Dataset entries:

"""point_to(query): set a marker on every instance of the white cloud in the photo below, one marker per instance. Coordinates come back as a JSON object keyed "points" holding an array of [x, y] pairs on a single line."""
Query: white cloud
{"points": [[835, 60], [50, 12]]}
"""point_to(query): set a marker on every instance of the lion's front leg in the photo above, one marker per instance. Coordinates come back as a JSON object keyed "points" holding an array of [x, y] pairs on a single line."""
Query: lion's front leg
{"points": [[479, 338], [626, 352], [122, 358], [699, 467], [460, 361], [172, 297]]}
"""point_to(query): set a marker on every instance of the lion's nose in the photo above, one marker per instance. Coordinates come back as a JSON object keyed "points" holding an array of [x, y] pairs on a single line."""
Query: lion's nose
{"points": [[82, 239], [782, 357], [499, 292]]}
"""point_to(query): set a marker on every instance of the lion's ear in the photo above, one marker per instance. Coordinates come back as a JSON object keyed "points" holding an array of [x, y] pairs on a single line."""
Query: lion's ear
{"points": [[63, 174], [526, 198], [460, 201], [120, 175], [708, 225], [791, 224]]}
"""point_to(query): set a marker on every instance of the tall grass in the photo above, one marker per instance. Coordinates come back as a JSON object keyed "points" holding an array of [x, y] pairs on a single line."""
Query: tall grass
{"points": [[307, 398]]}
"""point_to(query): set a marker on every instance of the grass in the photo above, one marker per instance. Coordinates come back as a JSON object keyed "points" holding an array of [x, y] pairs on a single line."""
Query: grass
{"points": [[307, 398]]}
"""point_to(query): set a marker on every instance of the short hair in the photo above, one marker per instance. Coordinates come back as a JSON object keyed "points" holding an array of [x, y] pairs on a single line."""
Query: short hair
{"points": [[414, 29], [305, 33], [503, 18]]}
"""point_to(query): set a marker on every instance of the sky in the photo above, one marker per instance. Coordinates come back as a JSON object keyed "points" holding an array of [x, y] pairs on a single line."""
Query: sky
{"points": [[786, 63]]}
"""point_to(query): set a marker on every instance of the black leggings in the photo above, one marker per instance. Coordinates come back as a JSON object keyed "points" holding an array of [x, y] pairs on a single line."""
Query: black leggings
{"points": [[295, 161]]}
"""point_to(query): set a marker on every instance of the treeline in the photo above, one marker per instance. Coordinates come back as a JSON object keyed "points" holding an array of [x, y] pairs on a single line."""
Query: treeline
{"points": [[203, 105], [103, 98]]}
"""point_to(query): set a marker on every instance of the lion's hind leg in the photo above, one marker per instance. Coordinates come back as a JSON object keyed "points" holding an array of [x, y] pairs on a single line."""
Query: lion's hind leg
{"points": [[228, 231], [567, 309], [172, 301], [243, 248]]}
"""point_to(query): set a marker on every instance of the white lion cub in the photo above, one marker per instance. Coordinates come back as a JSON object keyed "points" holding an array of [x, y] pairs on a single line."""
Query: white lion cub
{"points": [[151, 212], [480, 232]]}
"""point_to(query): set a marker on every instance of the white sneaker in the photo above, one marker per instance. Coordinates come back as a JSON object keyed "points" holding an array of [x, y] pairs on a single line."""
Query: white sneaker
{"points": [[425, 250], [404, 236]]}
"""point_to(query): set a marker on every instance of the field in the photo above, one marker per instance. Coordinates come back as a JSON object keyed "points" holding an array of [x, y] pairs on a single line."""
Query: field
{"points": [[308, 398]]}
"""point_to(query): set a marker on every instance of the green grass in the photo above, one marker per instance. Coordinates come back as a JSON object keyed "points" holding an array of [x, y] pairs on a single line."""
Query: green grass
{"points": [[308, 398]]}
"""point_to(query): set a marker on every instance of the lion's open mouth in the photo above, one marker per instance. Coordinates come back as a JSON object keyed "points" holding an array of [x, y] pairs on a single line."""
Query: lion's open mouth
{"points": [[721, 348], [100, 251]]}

**Problem to work on**
Starting at the line above that holds "Query: tall grass" and ending at the line that holds "the lion's hind", transcribe each line exactly and include no other lines.

**Output for this exercise**
Query: tall grass
{"points": [[307, 398]]}
"""point_to(query): set a marker on every instance of the grass in the photo above, one marker per instance. Coordinates come back as a JSON object keyed "points" holding an array of [x, y] pairs on a single line."""
Query: grass
{"points": [[307, 398]]}
"""point_to(query): set a marker on every instance of the short hair in the photo above, one marker per instance. Coordinates come back as a JSON object keyed "points" holding an array of [x, y] pairs on a single line."""
Query: short hair
{"points": [[414, 29], [305, 33], [503, 18]]}
"""point_to(query): set a marker on every instance of the sky in the photo above, one marker per instance. Coordinates come back as a JSON object keyed "points" holding an array of [x, y] pairs on a single line."""
Query: sky
{"points": [[786, 63]]}
"""point_to(query): set a marker on every instance of the black leggings in the photo above, one marker per instance. Coordinates come back as a JSON object keyed "points" holding an array of [x, y] pairs on a single line."""
Query: black leggings
{"points": [[295, 161]]}
"""point_to(query): set a marker on every instance of the treeline in the photo above, one marker per instance. Coordinates come back as a JSON object keyed "points" holding an array of [x, y] pairs on a single line."""
Query: treeline
{"points": [[203, 105], [103, 98]]}
"""point_to(query): set a marker on every instance of the lion's hind leg in the photo above, one marker per instance. Coordinates come back as a JSON object keyed "points" holding an array of [x, y] pairs on a single line."""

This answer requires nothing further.